→ **Supplied text**:
==============================
No medical cards for cancer victims unless terminally ill
SPECIAL medical cards are no longer being automatically given to people with cancer on low incomes unless their diagnosis is terminal.
These discretionary cards are given to people who are over the normal financial eligibility limit but face high medical bills due to being diagnosed with some form of illness.
However, Health Minister James Reilly has confirmed the applications and renewals for these cards now face new scrutiny and national eligibility criteria is being applied for the first time.
The minister was rounded on by angry TDs at the Oireachtas Committee on Health and Children who said they were seeing growing numbers of distressed constituents, many elderly or with a disability, losing these cards.
There are now 59,000 people with discretionary medical cards compared to 80,709 in 2010. Another 19,200 more have discretionary GP visit cards.
Dr Reilly told members it was his idea to set up a system where doctors, unrelated to the patients, determine if the cards should be granted or declined.
"In the past it was the decision of the chief executive of a health board. It was his discretion not a doctor's discretion. They were given out for all sorts of reasons.
"In some cases this was because the person had cancer. In the past cancer struck terror into the heart of people and the prognosis was very poor.
"It is now a very different condition and ranges from being a desperate diagnosis to not such a bad diagnosis at all."
Different criteria were used in the past and some people who got the cards did not appreciate them, while others – who desperately needed a card – could not get one.
Senior HSE official Laverne McGuinness said the discretionary card can only be automatically given to someone with cancer if the illness is "life limiting".
They can receive it within 24 hours for six months. This criterion is now applied nationally.
The Committee was told that in the new initiative to monitor those with these cards, the HSE has appointed a doctor nationally to examine trends in applications and renewals.
The senior HSE official said somebody with cancer was not entitled to a discretionary medical card and it would only be given to somebody with a terminal diagnosis.
Deputy Seamus Healy, TD for South Tipperary, said it is outrageous that somebody has to be terminally ill with cancer in order to get a card.
Sinn Fein TD Caoimhghin O Caolain told the minister he knew of one person, confined to a wheelchair since childhood, who has lost their card. Meanwhile, thousands of patients are to feel the impact of protest action by family doctors who are to refuse to take part in a range of services due to cuts in their state fees.
The Irish Medical Organisation (IMO) is calling on its GP members to withdraw from a number of services. This includes community intervention teams, which allow suitable patients to be discharged early from hospital with nursing and medical support.
The doctors are also to step down from chronic disease programmes where they take some of the workload from hospitals to look after patients with long-terms conditions such as diabetes.
And they will also withdraw from primary care teams, which would see them no longer hold face-to-face meetings with other neighbouring health professionals such as public health nurses to discuss a patient.
The cuts in medical card and vaccination fees will see them lose out on over €30m in payments over the course of a year.
==============================
→ **Directions**:
**A.** Duplicate the portion of the article on discretionary medical cards starting with "Different criteria were" and going on through "get a card.".
**B.** Summarize the article on discretionary medical cards in two sentences.
**C.** List every person named in the article on discretionary medical cards.

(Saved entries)
==============================
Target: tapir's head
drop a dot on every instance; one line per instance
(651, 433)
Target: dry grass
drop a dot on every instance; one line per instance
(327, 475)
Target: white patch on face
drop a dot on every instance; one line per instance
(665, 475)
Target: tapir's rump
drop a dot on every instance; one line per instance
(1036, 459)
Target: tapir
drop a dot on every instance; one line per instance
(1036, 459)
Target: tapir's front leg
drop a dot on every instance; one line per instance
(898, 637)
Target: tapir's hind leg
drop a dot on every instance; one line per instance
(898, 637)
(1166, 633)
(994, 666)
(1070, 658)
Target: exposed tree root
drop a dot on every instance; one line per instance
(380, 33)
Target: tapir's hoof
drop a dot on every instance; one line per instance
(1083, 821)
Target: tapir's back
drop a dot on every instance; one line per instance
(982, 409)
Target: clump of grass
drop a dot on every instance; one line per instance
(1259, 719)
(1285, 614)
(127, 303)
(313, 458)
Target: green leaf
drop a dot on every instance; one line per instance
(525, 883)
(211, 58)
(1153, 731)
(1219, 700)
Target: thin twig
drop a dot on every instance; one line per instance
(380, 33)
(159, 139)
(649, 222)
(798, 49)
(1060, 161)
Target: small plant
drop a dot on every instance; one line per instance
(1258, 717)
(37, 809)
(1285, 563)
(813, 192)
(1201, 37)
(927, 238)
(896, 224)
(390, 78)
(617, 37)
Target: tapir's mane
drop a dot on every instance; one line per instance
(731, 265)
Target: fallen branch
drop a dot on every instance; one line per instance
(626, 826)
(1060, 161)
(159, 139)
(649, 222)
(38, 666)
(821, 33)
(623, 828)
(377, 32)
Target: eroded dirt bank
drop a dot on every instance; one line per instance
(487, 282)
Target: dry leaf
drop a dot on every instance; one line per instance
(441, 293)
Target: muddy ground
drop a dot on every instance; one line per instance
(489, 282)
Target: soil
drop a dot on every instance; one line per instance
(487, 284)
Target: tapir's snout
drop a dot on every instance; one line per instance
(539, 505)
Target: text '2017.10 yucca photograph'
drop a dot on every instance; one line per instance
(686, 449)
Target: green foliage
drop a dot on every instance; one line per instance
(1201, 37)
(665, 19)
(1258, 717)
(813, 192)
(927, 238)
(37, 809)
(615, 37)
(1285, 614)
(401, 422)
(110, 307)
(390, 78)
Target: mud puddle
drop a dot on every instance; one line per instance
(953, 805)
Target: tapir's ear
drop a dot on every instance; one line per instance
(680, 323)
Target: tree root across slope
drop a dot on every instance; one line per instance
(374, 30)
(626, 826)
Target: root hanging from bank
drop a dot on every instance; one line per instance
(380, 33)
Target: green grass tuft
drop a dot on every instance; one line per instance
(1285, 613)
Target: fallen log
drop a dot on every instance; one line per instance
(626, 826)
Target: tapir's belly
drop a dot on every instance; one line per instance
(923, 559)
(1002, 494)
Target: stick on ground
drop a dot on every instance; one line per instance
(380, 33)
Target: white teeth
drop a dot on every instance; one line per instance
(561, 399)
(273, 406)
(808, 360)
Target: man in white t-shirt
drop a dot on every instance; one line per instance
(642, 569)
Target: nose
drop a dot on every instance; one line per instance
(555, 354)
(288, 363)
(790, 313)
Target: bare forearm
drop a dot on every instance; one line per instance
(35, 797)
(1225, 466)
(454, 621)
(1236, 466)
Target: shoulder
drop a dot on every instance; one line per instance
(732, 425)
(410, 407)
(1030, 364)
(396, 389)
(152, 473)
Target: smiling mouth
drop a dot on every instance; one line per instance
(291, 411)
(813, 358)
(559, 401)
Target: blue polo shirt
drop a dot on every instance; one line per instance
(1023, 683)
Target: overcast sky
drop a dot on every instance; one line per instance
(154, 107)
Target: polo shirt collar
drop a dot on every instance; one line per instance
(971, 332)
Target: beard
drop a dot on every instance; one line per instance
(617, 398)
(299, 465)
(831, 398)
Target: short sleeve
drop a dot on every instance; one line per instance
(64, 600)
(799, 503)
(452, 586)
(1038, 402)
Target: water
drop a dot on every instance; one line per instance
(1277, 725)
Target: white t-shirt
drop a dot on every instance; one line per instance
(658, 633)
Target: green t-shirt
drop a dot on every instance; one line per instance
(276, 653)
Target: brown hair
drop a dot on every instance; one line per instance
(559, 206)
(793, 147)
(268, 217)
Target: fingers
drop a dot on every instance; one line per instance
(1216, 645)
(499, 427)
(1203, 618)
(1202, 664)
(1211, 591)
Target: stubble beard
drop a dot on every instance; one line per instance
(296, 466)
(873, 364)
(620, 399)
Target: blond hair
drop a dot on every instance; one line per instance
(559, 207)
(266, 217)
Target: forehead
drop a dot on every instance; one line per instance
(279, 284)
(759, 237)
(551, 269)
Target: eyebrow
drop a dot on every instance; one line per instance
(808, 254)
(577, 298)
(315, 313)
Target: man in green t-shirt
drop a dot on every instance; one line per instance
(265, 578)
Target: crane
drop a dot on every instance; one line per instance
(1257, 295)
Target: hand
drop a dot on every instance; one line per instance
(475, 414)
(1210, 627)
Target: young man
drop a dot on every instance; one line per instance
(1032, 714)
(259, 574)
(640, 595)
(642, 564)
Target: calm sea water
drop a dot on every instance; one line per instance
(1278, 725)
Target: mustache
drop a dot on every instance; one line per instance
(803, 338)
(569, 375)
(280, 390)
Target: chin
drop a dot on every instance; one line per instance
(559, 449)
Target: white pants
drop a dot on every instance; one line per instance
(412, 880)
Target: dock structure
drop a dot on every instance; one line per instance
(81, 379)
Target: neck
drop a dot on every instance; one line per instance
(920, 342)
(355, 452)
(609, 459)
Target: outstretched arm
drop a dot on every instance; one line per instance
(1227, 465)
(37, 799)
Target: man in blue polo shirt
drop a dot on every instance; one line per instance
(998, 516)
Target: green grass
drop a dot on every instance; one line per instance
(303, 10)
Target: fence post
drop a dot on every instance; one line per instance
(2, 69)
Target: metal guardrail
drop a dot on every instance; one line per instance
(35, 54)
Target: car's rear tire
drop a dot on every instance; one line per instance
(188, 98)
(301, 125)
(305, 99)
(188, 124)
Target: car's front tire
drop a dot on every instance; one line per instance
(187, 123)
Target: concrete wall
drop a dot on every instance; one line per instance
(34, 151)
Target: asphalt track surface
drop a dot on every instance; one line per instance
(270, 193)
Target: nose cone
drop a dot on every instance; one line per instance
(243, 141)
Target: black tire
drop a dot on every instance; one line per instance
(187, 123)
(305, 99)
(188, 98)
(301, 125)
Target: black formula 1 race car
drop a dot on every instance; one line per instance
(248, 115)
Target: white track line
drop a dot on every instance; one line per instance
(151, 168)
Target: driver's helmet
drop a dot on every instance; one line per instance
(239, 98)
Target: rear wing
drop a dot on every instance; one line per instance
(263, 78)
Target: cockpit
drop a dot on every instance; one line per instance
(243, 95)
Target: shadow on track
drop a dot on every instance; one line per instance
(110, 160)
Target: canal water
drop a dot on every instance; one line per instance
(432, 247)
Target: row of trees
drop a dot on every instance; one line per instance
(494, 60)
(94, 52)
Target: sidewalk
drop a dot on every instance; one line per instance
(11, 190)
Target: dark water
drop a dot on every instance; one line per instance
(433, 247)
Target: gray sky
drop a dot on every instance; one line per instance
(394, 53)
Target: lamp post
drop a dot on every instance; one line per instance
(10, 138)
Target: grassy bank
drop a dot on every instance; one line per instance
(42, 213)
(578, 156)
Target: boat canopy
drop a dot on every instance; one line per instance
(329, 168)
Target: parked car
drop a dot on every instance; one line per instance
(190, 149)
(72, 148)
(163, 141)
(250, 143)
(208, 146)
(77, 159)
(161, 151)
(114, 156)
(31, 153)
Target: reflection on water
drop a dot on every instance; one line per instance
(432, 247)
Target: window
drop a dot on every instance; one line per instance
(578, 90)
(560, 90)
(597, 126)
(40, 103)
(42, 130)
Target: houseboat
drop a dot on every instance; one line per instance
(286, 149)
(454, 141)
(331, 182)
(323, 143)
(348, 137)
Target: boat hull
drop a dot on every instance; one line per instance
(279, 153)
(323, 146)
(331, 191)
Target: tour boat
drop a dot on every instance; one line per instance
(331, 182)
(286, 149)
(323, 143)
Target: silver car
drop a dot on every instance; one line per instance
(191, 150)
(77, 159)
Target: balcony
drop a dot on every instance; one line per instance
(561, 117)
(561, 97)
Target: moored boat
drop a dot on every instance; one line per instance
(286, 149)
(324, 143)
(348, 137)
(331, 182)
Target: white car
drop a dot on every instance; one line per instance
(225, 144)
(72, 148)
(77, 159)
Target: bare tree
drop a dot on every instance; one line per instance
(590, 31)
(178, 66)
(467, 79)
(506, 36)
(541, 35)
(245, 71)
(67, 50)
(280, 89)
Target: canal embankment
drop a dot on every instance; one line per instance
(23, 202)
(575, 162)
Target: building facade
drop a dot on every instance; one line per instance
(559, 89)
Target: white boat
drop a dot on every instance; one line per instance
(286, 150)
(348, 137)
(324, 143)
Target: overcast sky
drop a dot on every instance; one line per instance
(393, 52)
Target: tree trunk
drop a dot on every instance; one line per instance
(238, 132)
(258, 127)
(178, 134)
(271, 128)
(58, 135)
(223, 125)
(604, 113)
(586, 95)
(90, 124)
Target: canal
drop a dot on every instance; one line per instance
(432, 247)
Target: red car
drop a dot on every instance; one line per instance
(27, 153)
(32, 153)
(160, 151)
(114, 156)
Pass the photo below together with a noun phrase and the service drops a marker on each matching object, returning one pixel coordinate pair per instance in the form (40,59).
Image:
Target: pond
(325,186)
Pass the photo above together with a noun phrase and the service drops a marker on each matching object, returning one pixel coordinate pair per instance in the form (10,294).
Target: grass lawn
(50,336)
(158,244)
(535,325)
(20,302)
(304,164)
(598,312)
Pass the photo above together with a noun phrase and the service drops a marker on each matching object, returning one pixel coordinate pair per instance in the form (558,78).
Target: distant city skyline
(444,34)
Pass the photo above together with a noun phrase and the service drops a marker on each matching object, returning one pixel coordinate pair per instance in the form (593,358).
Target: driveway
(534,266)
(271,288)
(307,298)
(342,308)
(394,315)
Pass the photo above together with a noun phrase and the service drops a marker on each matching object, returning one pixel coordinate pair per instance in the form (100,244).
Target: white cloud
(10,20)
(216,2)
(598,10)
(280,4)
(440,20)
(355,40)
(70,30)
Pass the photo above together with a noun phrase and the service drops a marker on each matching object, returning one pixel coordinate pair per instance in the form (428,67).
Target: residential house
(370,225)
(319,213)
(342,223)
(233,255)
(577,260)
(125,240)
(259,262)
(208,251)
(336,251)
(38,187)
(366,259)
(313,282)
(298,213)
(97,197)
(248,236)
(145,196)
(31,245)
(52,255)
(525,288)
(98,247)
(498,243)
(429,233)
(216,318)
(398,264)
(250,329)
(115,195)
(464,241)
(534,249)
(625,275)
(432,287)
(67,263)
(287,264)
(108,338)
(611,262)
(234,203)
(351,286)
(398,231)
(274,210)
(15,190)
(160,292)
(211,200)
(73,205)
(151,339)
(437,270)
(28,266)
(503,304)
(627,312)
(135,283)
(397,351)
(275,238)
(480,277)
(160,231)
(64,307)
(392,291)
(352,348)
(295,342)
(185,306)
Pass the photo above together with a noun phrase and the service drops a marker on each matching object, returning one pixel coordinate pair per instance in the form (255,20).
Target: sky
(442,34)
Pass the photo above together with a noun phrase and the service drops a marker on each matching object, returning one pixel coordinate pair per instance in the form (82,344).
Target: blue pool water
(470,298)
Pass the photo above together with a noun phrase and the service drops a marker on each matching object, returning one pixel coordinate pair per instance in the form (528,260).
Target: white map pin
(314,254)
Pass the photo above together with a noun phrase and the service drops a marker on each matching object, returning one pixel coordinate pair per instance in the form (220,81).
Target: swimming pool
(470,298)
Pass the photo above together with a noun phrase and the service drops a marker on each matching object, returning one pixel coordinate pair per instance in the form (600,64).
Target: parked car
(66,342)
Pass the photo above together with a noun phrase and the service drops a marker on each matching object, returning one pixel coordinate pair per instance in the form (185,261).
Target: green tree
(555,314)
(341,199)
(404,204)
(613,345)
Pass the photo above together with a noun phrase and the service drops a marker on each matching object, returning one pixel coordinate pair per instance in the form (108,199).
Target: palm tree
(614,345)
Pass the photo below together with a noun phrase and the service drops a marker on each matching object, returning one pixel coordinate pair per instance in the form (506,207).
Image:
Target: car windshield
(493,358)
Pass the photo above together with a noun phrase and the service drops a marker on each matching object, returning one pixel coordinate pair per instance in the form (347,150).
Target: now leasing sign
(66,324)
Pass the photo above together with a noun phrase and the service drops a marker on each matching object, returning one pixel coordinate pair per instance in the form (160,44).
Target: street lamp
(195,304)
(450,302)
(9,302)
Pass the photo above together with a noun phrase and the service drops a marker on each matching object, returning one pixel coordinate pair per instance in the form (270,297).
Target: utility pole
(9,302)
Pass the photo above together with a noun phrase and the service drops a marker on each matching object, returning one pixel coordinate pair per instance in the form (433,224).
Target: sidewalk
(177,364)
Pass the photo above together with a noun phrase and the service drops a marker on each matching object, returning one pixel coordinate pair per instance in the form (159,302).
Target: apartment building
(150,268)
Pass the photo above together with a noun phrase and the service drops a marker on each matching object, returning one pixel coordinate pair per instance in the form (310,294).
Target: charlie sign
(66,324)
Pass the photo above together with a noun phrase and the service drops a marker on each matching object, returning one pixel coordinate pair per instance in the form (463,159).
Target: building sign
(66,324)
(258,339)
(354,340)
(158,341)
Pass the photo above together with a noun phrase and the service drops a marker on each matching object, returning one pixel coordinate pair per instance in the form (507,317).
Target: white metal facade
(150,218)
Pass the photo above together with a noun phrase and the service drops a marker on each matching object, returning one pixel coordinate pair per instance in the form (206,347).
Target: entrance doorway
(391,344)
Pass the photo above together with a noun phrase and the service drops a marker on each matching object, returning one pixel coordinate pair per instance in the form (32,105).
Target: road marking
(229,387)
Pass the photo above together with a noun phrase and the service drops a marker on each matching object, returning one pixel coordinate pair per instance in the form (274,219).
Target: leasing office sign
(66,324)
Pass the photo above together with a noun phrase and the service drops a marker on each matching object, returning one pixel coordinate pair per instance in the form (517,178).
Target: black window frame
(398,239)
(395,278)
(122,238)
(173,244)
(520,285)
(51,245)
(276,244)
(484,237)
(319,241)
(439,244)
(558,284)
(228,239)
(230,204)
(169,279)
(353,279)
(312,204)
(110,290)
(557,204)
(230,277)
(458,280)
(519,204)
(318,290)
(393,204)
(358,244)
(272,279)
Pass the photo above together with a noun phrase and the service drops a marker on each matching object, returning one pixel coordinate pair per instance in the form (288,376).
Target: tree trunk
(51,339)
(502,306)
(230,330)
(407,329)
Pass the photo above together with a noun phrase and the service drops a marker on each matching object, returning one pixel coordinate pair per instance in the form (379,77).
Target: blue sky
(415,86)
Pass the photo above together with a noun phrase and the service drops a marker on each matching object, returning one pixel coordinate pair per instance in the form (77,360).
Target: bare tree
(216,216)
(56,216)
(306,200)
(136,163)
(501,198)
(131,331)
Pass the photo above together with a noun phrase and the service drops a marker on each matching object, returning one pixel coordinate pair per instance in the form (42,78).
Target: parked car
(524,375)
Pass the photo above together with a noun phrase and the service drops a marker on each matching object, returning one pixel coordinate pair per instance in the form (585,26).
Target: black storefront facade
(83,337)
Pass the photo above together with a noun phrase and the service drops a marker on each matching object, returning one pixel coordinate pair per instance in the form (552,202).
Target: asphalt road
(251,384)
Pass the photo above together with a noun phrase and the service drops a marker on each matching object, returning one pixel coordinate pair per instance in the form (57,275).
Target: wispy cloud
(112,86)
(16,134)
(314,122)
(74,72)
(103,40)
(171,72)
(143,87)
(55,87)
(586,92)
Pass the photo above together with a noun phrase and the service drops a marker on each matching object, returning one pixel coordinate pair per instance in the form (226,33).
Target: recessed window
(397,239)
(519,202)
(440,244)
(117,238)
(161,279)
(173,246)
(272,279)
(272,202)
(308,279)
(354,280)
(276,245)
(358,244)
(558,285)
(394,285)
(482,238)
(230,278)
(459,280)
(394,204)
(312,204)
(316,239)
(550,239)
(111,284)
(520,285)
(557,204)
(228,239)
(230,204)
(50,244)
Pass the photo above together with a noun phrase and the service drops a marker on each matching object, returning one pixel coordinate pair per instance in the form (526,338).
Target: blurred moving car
==============================
→ **Responses by item number**:
**A.**
Different criteria were used in the past and some people who got the cards did not appreciate them, while others – who desperately needed a card – could not get one.
Senior HSE official Laverne McGuinness said the discretionary card can only be automatically given to someone with cancer if the illness is "life limiting".
They can receive it within 24 hours for six months. This criterion is now applied nationally.
The Committee was told that in the new initiative to monitor those with these cards, the HSE has appointed a doctor nationally to examine trends in applications and renewals.
The senior HSE official said somebody with cancer was not entitled to a discretionary medical card and it would only be given to somebody with a terminal diagnosis.
Deputy Seamus Healy, TD for South Tipperary, said it is outrageous that somebody has to be terminally ill with cancer in order to get a card.

**B.** Discretionary medical cards, which go to people over the normal income limit who face high medical bills, now face new scrutiny and national eligibility criteria, and a person with cancer receives one automatically only if the diagnosis is terminal or "life limiting." Separately, the Irish Medical Organisation is calling on its GP members to withdraw from community intervention teams, chronic disease programmes and primary care teams because of cuts in their state fees.

**C.**
James Reilly
Laverne McGuinness
Seamus Healy
Caoimhghin O Caolain